* start Supplied material *
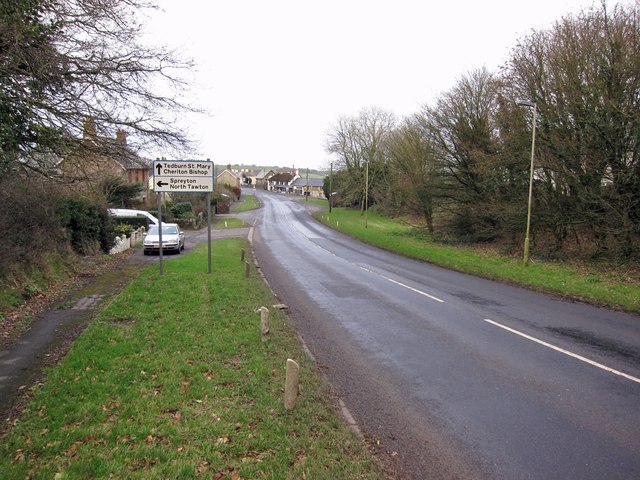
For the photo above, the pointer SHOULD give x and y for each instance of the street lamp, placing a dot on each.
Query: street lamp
(366, 196)
(527, 103)
(330, 186)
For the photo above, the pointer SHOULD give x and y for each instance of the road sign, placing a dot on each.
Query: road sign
(183, 176)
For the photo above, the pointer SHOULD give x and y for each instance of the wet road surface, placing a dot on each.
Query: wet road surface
(452, 376)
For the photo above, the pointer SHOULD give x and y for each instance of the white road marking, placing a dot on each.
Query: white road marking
(566, 352)
(415, 290)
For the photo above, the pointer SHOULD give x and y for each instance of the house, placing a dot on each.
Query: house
(262, 177)
(281, 182)
(227, 178)
(84, 169)
(313, 187)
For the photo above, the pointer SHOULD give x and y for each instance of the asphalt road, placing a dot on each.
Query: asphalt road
(451, 376)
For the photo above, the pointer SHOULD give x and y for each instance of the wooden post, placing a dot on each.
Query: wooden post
(291, 387)
(264, 323)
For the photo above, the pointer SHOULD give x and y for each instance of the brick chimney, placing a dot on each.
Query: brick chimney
(89, 130)
(121, 136)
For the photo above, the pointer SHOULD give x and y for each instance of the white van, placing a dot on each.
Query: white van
(124, 212)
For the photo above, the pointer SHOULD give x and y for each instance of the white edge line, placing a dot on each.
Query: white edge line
(566, 352)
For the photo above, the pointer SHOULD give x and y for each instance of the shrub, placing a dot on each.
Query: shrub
(179, 209)
(87, 225)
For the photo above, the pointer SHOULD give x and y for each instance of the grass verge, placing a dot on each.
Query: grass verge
(230, 222)
(606, 288)
(171, 380)
(249, 202)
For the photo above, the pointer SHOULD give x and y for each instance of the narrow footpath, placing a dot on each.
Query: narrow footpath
(52, 332)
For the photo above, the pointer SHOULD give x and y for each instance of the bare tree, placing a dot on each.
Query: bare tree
(462, 129)
(357, 144)
(584, 75)
(414, 171)
(62, 61)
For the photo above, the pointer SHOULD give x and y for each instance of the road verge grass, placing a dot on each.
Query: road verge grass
(249, 202)
(602, 288)
(171, 380)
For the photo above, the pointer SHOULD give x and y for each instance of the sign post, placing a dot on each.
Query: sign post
* end Supplied material *
§ **Your objective**:
Copy exactly the lines from the one containing "marking, placing a dot on each." through the last line of the records, both included, and nothing else.

§ **Answer for the task**:
For the photo above, the pointer SHOULD give x and y for each instance of the white road marking, placing a dot on each.
Query: white road marking
(566, 352)
(415, 290)
For the photo above, the pointer SHOULD give x and y for each instance of the house, placing a dot on each.
Query: house
(262, 177)
(281, 182)
(227, 178)
(84, 169)
(313, 187)
For the photo above, the pointer SHOULD give x and y for each instance of the asphalt road, placing a dot on each.
Query: asphalt road
(451, 376)
For the photo above, the pointer SHOULD give x and y for each instance of the wooden post, placing a dot on each.
Query: wooden post
(291, 387)
(264, 323)
For the photo above, the pointer SHOULD give x and y for each instance of the brick chimney, placing a dot on each.
Query: brick chimney
(89, 130)
(121, 136)
For the photo above, the pointer SHOULD give x and y for each instance of the white van, placing a dot on each.
Query: white van
(124, 212)
For the photo above, the pointer SHOULD give x and y for each instance of the white edge line, placing a dot on each.
Query: white edge line
(566, 352)
For the photo above, the pointer SHOULD give x and y for each instance of the shrub, placing a dot on each.
Query: shrub
(179, 209)
(87, 225)
For the photo above, the pointer SHOULD give x and y for each instance of the grass verge, placing a dot on each.
Query: grass verge
(230, 222)
(606, 288)
(171, 380)
(249, 202)
For the photo above, the pointer SHOULD give x and y for each instance of the narrow footpath, placing a dot on each.
Query: narrow footpath
(52, 332)
For the photo above, the pointer SHOULD give x and y for each instance of the bare tree, placing a dot on each.
Query: bare tree
(462, 129)
(357, 144)
(584, 75)
(414, 171)
(62, 61)
For the photo above, the pointer SHOULD give x and y for each instance of the road verge grass, placing a dot on each.
Query: road verge grass
(249, 202)
(602, 288)
(171, 380)
For the photo above, the pointer SHOULD give x and y for each instance of the sign post, placing a dot on each.
Query: sign post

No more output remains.